> [Request 1]
Answer these about the feedrate thread:
(a) According to the edit note, who made the last edit, and on what date?
(b) In what language is the model of the process being written?
(c) On long print vectors, which speed will the print head not exceed?
> [Request 2] Can you repeat word for word the part of the feedrate thread between "My understanding is" and "ever is slower.", inclusive?

> [Given text]
═══
Feedrate, Acceleration, and Max Speed.

Hi all,

Is the set feedrate specified in the G1 code the maximum speed the deposition nozzle will reach along a vector, or do any of the firmware packages purposly exceed this value in order for the average feed rate to equal the specified feed rate up until it hits the maximum speeds set in the config file?

Thanks!

Edited 3 time(s). Last edit at 09/09/2017 11:25AM by WesBrooks.

I'm working on a python based model of the process in order to get a better understanding of it and a break down of where time is spent in the build process.

My understanding is the g-code speed, entered in the slicer, is the maximum speed you want the head to move. The firmware will limit the speed to the values set in the firmware. The firmware has move look-ahead function, which it uses to accelerate and decelerate before and after a change in direction. The print head can't stop in one direction and achieve instantanious speed in a different direction (physics). On short print vectors the print head might not reach the speed in the g-code. On long print vectors, the print head will not exceed either the g-code speed or the firmware speed, which ever is slower.

Thanks, that's a second on my original interpretation of what goes on. That said, since it's the jerk and acceleration that cause machine issues I can't see my alternative causing issues. The max speed in the config file should protect the system from running at speeds the stepper drive system can't sustain.
═══
> [Extracted material]
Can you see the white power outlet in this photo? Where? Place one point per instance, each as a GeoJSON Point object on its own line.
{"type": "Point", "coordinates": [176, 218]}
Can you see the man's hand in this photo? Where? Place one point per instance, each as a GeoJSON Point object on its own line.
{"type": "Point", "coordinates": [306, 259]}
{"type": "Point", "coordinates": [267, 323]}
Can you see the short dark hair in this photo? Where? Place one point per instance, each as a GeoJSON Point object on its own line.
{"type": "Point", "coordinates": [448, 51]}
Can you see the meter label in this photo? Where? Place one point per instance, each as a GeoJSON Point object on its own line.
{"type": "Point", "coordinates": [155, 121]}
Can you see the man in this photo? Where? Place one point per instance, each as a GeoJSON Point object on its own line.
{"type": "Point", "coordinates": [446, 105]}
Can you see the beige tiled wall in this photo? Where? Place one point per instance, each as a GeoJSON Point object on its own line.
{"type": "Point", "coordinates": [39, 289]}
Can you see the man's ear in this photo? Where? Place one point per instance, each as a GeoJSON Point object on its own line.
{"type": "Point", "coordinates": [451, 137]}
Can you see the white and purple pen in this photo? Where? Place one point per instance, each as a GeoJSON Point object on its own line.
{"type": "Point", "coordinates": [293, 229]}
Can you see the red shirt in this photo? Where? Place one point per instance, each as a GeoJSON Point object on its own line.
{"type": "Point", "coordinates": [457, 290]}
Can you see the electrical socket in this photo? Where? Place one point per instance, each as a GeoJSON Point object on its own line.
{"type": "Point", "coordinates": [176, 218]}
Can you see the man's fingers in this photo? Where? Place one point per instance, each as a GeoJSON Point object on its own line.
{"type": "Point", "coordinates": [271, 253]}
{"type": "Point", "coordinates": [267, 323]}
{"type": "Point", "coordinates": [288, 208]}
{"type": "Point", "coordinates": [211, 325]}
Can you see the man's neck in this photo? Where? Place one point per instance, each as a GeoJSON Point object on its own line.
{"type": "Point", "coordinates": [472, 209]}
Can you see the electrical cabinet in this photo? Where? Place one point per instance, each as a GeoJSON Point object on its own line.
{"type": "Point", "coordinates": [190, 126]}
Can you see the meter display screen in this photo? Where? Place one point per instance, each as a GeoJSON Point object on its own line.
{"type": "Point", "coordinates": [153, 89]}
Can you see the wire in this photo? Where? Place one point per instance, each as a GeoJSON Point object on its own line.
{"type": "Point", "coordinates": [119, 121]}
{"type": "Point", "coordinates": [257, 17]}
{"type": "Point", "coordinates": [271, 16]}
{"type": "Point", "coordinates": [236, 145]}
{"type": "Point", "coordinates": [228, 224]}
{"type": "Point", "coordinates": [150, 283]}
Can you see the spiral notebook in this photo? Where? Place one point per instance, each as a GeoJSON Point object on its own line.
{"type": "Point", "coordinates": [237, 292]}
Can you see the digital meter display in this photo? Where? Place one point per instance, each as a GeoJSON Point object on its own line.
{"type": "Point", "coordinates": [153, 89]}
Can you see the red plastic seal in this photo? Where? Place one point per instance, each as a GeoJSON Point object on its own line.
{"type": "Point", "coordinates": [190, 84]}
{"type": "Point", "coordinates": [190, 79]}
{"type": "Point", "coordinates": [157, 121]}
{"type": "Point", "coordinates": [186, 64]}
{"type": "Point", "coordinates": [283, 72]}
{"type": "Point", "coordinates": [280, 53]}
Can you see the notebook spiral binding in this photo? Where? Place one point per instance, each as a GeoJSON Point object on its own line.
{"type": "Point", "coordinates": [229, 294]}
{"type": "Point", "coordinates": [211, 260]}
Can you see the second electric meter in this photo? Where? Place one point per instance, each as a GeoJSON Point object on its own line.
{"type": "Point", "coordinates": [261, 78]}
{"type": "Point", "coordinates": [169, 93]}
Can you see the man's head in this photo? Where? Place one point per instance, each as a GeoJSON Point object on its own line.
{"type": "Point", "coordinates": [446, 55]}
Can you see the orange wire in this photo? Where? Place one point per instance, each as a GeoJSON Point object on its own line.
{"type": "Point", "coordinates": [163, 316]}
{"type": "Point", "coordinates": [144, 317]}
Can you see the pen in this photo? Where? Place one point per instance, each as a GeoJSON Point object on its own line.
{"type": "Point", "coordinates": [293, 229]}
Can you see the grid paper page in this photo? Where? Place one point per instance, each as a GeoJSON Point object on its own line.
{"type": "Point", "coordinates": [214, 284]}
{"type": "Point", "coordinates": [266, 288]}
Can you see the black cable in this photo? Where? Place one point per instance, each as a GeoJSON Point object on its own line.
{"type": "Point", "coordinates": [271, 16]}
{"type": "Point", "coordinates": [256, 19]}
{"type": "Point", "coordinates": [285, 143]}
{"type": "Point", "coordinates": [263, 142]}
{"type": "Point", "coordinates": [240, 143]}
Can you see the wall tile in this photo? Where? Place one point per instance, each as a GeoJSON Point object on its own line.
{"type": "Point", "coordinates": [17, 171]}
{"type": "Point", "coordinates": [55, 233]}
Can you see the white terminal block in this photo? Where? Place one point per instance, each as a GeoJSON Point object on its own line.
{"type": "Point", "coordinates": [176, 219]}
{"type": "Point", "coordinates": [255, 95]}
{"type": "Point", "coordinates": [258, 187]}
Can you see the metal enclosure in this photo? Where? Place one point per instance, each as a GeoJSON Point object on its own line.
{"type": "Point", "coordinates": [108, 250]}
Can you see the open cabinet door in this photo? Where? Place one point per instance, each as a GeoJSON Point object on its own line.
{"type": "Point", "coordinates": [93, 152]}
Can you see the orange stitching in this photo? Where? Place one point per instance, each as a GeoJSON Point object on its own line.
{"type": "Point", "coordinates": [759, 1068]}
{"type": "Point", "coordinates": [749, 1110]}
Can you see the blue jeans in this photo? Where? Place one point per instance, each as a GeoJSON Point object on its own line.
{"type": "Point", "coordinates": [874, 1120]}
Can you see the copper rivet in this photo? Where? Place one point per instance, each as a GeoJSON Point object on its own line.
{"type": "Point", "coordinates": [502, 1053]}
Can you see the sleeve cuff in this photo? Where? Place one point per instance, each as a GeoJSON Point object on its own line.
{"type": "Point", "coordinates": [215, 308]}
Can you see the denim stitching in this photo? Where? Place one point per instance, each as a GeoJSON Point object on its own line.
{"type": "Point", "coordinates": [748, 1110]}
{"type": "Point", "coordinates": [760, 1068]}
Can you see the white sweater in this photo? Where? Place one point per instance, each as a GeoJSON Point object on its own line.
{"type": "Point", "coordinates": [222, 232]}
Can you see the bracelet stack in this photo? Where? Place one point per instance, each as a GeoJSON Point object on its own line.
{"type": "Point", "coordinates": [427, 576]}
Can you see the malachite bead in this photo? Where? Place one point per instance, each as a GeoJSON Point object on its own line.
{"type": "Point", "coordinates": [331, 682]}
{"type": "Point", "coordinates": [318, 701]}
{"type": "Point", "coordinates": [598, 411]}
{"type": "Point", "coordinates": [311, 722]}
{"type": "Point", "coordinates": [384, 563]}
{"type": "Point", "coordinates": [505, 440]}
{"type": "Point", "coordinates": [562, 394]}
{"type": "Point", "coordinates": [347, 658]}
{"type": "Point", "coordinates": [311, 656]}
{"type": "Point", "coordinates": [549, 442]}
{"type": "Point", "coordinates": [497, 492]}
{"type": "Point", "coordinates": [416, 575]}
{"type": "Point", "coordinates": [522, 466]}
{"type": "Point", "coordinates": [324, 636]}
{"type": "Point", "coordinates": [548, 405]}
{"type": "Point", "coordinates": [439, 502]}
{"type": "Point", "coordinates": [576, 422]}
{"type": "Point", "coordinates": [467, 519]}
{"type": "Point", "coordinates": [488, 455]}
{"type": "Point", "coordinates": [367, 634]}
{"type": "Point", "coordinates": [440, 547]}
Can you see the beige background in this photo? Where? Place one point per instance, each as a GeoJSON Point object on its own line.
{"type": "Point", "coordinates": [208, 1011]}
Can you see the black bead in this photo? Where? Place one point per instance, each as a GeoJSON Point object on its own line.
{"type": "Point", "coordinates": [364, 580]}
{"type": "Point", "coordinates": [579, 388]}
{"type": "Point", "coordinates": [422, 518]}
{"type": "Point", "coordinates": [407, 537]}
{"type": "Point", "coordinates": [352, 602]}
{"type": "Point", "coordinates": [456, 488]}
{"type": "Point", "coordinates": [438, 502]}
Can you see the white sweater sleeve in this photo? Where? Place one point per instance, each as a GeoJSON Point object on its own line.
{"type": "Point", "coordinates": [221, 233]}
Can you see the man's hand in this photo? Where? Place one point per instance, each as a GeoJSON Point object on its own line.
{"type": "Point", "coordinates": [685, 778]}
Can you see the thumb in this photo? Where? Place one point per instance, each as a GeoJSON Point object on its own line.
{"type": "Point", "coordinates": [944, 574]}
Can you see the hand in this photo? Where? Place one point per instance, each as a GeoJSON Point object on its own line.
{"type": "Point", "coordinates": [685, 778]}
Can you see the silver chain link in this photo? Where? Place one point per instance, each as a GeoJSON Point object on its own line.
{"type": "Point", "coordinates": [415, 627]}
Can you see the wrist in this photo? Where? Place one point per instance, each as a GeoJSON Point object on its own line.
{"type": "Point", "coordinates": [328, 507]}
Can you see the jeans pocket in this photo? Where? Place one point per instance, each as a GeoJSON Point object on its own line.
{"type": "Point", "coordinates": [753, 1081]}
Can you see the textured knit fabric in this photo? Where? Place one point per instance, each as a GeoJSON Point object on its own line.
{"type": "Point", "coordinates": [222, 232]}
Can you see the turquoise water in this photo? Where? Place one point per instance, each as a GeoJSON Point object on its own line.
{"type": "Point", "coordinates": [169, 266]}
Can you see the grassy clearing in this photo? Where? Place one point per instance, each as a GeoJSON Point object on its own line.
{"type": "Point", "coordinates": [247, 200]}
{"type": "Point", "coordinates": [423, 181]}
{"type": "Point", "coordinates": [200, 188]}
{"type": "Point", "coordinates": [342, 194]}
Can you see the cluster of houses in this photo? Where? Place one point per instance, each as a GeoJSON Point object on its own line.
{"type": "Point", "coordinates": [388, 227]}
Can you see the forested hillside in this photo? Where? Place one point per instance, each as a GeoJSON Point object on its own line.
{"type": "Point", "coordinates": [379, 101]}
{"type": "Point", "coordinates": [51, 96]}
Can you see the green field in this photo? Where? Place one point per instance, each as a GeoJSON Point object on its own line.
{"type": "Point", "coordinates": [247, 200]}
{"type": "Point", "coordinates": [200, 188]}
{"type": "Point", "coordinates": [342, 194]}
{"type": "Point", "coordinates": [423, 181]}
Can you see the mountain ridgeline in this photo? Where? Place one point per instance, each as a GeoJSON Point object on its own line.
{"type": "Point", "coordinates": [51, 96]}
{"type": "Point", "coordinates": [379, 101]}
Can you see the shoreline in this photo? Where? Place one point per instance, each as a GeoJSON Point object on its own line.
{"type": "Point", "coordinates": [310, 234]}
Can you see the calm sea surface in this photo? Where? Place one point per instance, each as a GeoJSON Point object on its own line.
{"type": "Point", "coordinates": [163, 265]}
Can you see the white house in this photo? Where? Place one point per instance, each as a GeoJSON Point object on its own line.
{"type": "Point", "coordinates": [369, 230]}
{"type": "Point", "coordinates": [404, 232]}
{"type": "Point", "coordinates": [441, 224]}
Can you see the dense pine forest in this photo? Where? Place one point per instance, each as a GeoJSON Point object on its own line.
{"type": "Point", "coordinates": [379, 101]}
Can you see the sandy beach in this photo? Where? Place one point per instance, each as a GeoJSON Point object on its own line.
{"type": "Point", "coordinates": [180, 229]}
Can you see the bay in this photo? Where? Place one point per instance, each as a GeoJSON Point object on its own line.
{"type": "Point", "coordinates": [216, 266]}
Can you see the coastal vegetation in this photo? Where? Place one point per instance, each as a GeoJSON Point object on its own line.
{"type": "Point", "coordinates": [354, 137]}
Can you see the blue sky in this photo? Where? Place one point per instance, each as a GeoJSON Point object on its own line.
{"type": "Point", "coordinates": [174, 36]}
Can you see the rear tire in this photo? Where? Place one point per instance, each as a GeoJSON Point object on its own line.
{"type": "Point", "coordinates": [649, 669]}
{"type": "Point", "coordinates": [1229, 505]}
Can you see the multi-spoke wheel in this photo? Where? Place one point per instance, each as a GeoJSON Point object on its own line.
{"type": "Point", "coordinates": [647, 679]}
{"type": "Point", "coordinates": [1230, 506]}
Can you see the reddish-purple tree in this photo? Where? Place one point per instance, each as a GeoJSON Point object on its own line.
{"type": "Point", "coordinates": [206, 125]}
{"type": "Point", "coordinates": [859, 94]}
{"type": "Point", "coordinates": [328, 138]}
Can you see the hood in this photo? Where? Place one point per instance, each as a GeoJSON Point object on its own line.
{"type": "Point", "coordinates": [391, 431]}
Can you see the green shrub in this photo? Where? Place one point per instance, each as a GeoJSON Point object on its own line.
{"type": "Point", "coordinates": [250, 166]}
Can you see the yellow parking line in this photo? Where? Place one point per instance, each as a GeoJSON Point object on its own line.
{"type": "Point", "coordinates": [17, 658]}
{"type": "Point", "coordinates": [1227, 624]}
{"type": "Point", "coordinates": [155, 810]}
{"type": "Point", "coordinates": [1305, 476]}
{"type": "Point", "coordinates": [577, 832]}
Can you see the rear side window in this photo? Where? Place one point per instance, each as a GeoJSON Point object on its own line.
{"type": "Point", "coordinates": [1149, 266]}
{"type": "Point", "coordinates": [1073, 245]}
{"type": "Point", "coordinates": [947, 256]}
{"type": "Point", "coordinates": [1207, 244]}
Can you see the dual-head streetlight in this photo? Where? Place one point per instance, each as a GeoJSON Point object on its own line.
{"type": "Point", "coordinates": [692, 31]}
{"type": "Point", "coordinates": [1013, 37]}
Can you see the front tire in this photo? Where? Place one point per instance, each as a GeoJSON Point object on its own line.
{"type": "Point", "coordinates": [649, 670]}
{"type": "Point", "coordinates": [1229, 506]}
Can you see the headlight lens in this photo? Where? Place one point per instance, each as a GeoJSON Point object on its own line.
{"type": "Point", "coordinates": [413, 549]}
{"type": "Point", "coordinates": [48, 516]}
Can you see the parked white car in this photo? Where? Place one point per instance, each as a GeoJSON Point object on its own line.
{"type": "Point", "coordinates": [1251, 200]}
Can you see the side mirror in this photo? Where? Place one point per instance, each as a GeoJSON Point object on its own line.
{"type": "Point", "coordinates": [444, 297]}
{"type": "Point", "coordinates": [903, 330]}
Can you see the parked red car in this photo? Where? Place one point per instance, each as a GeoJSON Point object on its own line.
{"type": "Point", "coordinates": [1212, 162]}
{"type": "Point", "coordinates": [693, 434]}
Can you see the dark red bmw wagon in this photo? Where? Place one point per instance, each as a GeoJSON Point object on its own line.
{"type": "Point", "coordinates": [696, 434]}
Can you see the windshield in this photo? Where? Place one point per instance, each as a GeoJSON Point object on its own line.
═══
> [Task output 1]
(a) WesBrooks, on 09/09/2017.
(b) Python.
(c) Either the g-code speed or the firmware speed, whichever is slower.

> [Task output 2]
My understanding is the g-code speed, entered in the slicer, is the maximum speed you want the head to move. The firmware will limit the speed to the values set in the firmware. The firmware has move look-ahead function, which it uses to accelerate and decelerate before and after a change in direction. The print head can't stop in one direction and achieve instantanious speed in a different direction (physics). On short print vectors the print head might not reach the speed in the g-code. On long print vectors, the print head will not exceed either the g-code speed or the firmware speed, which ever is slower.